Exercise input:

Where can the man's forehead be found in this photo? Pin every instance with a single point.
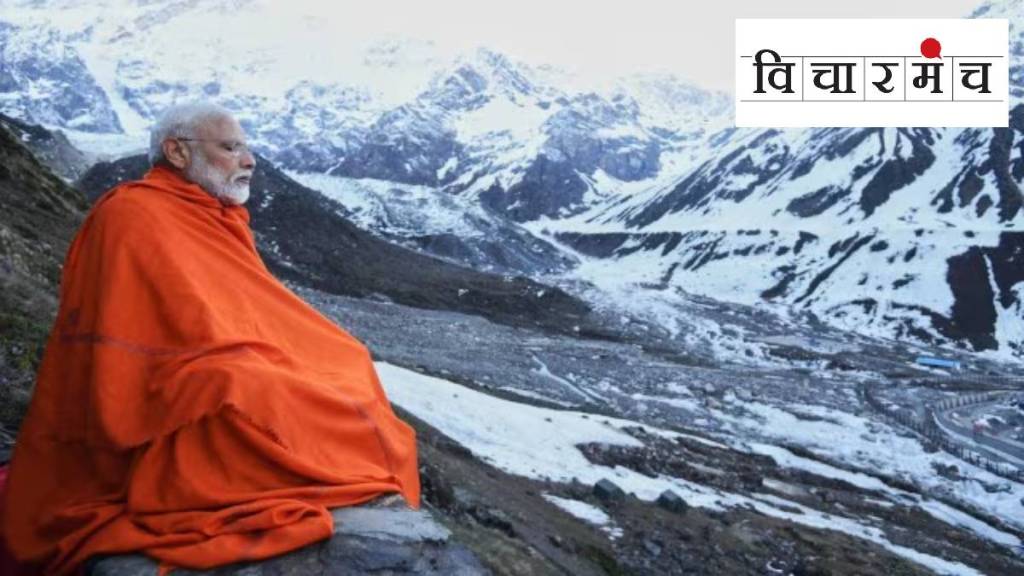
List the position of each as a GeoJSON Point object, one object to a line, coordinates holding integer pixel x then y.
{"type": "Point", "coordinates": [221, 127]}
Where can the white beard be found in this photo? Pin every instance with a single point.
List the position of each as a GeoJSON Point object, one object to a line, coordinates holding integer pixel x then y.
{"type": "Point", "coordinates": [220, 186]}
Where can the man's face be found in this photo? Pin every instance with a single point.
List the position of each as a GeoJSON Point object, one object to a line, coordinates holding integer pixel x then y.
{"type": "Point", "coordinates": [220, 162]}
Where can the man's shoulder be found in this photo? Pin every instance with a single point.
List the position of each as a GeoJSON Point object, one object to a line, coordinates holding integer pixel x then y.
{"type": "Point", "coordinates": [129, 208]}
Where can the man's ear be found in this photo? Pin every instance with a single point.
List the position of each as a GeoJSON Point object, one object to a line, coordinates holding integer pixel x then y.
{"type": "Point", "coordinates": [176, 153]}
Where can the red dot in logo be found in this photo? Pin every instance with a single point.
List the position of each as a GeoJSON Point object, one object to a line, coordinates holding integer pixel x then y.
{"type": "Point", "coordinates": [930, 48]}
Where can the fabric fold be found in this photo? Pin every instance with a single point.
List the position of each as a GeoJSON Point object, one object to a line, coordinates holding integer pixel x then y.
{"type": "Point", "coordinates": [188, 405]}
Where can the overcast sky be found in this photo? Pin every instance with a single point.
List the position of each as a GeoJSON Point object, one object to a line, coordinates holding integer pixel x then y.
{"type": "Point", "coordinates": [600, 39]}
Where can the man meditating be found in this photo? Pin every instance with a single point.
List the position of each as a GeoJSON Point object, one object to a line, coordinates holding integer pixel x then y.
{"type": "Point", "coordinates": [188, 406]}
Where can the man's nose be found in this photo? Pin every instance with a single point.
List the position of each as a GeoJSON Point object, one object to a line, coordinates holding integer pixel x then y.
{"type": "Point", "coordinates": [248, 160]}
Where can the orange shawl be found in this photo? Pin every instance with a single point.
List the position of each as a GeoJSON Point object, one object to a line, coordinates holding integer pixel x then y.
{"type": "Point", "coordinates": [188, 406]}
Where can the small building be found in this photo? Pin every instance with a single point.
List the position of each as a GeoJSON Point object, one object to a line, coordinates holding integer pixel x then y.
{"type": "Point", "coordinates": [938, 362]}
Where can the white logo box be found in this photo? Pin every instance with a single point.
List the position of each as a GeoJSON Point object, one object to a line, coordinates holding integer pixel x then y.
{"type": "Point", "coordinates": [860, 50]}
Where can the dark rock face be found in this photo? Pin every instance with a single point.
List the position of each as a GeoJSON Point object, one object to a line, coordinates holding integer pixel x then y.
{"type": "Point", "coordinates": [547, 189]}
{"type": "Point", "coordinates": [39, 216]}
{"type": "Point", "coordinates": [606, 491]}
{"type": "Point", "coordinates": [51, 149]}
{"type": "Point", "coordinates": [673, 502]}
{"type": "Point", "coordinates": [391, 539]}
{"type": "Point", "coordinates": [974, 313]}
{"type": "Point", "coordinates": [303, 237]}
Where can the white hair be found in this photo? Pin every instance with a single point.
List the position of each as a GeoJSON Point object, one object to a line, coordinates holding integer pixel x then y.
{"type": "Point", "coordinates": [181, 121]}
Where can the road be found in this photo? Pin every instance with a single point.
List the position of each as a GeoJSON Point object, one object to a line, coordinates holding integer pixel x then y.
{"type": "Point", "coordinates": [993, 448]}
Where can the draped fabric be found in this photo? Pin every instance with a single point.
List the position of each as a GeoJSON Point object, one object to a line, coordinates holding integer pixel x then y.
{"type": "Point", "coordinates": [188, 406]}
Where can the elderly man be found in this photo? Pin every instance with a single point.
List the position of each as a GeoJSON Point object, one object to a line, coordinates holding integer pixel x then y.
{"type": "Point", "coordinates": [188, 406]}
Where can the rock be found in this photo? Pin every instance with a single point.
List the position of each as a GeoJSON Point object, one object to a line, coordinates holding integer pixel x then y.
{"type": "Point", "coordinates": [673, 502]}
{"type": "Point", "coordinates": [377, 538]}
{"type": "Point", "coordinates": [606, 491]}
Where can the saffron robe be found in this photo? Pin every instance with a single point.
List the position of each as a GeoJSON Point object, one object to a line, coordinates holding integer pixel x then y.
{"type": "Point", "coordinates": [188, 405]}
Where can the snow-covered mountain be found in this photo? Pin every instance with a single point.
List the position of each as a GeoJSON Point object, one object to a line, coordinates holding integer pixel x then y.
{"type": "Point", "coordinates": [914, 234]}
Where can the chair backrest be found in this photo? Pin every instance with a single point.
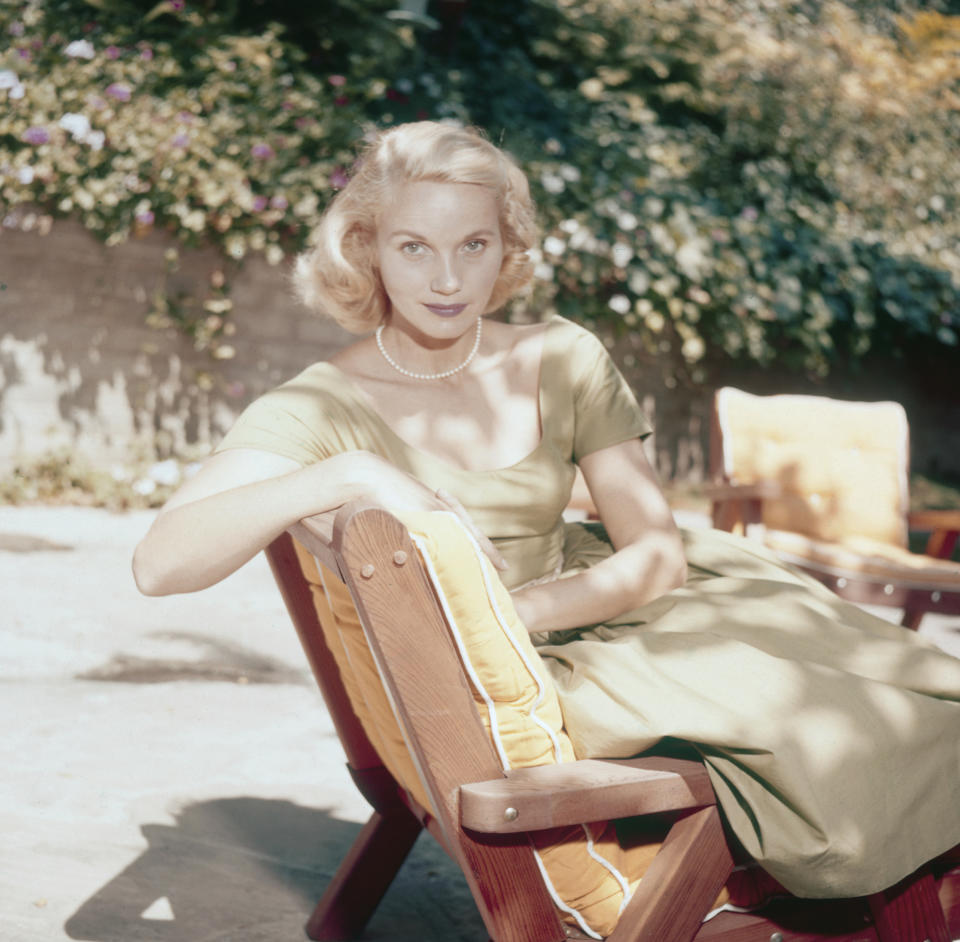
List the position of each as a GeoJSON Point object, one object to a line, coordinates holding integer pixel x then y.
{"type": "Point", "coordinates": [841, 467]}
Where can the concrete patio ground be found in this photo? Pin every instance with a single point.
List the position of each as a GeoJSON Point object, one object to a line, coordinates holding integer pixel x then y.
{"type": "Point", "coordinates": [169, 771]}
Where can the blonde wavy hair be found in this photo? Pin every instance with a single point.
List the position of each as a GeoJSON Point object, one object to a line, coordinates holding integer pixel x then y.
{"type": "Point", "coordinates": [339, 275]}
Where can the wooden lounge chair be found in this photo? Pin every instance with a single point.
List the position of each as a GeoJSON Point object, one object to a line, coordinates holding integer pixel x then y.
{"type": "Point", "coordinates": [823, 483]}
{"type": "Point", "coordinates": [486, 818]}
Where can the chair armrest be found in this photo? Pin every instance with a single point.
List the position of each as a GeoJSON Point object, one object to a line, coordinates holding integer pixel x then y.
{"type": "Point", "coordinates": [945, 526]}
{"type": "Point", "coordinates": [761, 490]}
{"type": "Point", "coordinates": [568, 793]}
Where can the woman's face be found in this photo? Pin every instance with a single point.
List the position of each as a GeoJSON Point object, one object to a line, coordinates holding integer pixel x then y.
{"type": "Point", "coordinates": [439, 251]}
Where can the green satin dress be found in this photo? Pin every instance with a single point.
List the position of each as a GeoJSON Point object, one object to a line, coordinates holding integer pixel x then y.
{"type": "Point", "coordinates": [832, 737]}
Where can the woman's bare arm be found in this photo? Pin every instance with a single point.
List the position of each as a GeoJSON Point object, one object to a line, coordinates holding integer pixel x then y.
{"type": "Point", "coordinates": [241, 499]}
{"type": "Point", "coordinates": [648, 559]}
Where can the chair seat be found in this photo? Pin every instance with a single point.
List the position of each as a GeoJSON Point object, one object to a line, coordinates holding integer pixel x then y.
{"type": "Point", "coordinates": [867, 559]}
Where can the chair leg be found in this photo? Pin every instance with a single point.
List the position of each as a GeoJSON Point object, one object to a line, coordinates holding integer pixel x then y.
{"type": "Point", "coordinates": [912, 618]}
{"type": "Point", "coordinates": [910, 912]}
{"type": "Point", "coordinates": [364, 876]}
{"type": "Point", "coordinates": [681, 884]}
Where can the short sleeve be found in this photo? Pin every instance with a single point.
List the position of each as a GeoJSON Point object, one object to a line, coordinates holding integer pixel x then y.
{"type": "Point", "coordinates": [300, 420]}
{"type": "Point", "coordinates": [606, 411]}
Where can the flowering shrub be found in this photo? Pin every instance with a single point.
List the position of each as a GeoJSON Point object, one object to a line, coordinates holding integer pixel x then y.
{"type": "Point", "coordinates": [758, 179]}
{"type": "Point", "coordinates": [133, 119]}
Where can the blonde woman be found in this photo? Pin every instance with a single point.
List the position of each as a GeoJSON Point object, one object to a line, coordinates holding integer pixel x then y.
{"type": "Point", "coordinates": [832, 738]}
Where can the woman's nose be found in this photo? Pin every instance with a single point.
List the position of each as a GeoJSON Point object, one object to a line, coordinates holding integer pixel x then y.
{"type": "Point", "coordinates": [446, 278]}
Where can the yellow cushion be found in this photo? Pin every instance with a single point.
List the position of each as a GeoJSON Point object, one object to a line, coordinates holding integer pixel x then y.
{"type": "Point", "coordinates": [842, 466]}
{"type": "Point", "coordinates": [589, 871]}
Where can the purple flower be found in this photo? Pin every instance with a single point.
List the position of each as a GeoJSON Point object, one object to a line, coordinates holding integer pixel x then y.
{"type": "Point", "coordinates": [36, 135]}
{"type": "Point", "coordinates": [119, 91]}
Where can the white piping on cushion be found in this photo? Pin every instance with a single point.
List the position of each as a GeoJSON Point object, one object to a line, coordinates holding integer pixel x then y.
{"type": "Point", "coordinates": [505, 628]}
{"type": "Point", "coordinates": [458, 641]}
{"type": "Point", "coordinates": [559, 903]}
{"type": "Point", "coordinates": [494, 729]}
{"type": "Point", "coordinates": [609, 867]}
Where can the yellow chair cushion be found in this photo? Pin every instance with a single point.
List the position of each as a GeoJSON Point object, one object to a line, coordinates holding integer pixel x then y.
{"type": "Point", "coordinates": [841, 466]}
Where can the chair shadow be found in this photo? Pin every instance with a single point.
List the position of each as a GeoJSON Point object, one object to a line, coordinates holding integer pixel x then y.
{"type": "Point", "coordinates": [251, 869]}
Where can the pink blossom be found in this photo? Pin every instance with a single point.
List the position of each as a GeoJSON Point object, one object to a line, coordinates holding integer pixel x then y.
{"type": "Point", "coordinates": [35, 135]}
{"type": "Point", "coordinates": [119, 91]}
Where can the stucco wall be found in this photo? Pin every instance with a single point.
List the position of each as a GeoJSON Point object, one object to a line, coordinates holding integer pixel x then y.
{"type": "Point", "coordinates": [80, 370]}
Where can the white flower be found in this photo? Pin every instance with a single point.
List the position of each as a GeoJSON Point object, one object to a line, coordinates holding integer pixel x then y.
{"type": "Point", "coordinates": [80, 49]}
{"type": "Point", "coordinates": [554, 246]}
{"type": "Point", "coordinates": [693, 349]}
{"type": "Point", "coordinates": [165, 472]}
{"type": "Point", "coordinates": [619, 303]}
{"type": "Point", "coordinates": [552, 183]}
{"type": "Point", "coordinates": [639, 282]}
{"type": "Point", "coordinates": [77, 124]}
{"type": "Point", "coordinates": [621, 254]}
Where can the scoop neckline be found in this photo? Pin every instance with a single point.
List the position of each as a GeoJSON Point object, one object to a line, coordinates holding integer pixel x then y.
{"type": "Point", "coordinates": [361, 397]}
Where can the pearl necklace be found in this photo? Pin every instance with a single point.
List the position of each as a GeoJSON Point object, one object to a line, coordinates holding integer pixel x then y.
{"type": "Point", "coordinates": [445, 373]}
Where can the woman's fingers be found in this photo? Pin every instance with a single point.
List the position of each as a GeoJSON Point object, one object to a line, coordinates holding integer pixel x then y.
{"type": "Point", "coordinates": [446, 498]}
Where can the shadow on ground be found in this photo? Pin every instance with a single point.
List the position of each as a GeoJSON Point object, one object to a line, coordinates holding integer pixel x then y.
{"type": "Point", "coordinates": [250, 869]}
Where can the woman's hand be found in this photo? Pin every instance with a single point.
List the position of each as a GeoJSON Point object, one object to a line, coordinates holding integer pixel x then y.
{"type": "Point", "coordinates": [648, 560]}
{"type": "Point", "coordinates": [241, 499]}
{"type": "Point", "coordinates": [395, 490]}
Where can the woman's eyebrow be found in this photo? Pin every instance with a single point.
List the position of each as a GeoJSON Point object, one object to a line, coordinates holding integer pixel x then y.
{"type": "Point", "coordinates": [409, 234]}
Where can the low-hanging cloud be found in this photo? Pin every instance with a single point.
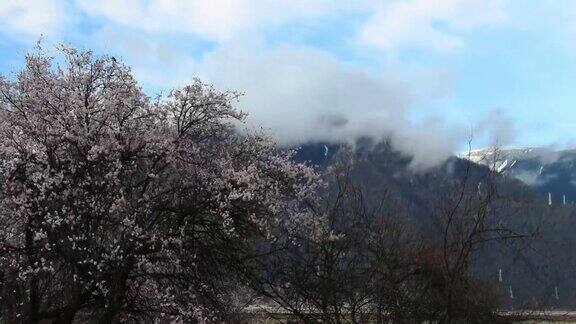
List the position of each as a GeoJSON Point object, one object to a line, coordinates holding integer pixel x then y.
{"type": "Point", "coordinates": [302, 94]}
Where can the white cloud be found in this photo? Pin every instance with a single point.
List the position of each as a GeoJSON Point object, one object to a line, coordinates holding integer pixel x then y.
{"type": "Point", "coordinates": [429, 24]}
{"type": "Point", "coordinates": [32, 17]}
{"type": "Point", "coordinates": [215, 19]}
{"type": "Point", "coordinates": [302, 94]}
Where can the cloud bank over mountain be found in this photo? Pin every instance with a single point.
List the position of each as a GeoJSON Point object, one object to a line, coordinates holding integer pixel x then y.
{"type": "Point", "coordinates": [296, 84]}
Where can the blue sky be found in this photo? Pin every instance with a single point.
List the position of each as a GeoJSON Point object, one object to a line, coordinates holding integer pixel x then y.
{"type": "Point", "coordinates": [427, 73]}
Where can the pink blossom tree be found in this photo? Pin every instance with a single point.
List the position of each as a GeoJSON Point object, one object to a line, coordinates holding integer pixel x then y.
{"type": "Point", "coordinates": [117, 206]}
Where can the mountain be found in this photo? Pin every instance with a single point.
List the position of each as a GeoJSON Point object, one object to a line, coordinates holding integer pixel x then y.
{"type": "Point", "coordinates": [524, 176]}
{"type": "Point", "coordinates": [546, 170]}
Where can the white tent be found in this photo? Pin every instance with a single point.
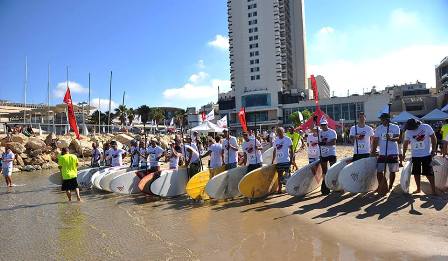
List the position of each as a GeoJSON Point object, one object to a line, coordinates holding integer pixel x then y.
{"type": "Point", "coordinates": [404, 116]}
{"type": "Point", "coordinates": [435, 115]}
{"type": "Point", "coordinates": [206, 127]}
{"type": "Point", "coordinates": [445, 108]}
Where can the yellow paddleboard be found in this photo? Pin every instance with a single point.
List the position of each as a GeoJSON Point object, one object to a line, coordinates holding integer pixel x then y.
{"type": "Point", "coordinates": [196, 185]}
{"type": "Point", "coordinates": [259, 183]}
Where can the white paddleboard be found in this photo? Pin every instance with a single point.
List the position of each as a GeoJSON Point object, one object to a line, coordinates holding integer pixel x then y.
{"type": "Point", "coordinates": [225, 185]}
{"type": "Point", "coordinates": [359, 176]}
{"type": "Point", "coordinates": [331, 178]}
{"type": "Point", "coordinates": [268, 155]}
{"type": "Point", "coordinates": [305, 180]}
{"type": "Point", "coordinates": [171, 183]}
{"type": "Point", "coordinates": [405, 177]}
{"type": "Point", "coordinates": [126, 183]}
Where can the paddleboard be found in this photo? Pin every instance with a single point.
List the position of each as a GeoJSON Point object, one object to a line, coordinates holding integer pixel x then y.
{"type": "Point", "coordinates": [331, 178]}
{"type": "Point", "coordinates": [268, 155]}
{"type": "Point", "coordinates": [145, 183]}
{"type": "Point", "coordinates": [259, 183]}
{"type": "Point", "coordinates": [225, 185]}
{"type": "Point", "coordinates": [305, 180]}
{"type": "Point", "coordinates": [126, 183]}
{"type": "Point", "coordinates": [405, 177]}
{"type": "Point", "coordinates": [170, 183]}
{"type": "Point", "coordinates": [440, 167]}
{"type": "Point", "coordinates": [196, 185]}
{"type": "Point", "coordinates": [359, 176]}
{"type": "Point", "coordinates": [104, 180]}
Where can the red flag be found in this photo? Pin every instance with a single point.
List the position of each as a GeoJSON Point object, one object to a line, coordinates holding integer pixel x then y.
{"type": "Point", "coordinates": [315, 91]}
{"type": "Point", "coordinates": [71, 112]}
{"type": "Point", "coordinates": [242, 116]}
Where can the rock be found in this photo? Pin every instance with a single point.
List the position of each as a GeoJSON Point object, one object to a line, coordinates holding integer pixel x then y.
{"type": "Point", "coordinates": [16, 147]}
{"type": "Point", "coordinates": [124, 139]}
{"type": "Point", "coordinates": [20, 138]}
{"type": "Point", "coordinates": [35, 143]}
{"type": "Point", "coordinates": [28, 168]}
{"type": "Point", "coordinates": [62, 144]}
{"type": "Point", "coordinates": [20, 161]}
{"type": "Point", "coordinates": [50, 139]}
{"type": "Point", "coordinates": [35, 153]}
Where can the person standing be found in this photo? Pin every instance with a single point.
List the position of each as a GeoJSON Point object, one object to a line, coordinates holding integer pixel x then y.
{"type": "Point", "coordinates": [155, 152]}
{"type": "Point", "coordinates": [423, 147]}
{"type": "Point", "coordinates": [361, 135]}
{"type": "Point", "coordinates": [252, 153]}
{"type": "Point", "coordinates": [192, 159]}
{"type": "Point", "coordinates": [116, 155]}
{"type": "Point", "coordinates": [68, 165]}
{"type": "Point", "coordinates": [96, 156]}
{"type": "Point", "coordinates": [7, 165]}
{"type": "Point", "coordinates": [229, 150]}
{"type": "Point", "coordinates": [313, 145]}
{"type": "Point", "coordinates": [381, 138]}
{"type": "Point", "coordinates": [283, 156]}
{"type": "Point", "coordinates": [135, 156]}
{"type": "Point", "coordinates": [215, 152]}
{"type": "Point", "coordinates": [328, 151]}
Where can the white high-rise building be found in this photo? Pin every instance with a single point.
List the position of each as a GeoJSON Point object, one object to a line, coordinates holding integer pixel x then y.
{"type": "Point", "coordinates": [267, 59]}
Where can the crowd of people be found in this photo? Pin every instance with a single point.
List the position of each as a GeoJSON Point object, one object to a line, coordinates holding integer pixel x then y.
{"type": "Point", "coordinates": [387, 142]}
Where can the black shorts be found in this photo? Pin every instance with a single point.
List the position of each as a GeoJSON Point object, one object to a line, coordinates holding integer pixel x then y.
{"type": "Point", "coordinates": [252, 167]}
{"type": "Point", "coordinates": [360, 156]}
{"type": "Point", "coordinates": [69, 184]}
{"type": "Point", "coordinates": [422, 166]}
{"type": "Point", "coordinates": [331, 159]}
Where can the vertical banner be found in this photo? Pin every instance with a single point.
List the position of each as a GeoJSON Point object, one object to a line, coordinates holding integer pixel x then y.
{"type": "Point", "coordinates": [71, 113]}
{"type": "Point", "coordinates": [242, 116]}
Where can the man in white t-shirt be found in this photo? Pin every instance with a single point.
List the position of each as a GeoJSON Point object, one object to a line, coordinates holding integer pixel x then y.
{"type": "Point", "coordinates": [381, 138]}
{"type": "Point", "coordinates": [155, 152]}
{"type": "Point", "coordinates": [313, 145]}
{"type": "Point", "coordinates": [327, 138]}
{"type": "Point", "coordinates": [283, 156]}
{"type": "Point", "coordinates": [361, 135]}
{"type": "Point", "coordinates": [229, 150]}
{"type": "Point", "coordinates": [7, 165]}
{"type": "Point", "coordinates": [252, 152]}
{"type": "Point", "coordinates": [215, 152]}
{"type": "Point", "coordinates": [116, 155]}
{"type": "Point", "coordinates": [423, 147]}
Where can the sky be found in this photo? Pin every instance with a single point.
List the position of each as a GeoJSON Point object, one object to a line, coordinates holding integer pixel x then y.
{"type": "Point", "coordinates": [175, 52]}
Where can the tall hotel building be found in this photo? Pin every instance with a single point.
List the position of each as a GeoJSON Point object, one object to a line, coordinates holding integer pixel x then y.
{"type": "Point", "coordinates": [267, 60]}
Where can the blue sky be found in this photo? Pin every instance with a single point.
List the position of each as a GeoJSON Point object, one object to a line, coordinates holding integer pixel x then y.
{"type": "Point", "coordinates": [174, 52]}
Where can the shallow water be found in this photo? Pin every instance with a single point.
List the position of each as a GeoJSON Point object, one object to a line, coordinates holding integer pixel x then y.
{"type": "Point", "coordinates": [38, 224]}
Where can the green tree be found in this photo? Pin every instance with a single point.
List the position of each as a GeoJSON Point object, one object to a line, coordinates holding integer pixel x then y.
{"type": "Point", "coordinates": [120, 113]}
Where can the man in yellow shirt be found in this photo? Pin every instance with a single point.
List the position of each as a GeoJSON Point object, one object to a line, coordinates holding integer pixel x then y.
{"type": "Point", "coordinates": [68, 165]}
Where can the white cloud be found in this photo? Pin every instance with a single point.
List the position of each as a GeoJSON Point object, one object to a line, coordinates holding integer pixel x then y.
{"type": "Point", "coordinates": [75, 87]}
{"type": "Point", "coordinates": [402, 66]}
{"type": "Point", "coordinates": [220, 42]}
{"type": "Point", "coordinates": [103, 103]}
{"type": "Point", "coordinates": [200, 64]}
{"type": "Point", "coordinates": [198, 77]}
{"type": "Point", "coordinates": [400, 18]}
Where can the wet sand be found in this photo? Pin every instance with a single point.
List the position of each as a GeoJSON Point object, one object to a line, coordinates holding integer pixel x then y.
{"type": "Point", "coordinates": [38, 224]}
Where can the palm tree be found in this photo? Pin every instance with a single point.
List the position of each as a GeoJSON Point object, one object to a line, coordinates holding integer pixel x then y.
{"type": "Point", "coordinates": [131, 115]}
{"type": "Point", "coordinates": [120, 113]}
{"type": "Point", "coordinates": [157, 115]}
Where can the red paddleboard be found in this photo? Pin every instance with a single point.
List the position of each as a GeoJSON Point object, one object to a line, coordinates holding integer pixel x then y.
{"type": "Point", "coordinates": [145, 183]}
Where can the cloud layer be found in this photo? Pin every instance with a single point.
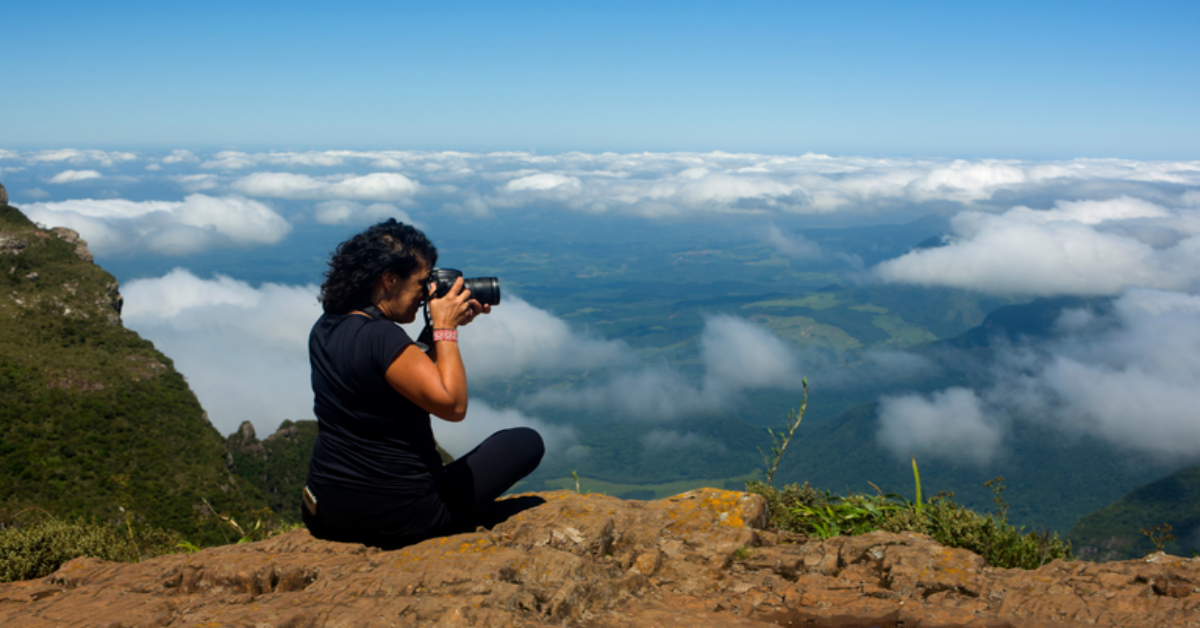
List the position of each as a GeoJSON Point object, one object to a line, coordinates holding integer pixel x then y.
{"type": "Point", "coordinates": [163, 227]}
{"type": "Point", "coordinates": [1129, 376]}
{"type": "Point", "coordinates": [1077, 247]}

Task prompt:
Pick up at the line that holds "Where can the red paddleboard" and restate each line, word for word, through the last line of the entries. Include both end lines but none of the pictures.

Full answer:
Where can the red paddleboard be found in this photo? Pin every instance with a single point.
List the position of each as a GeoJSON Point object, one object to a line, coordinates holding integer pixel x then y.
{"type": "Point", "coordinates": [145, 183]}
Where can the cloud layer be found in this photo? Pin every instance with a single point.
List the position of each as a GeoJSON Point object, one object to a line, coordinates holding integer pixel x then y.
{"type": "Point", "coordinates": [163, 227]}
{"type": "Point", "coordinates": [1129, 376]}
{"type": "Point", "coordinates": [1077, 247]}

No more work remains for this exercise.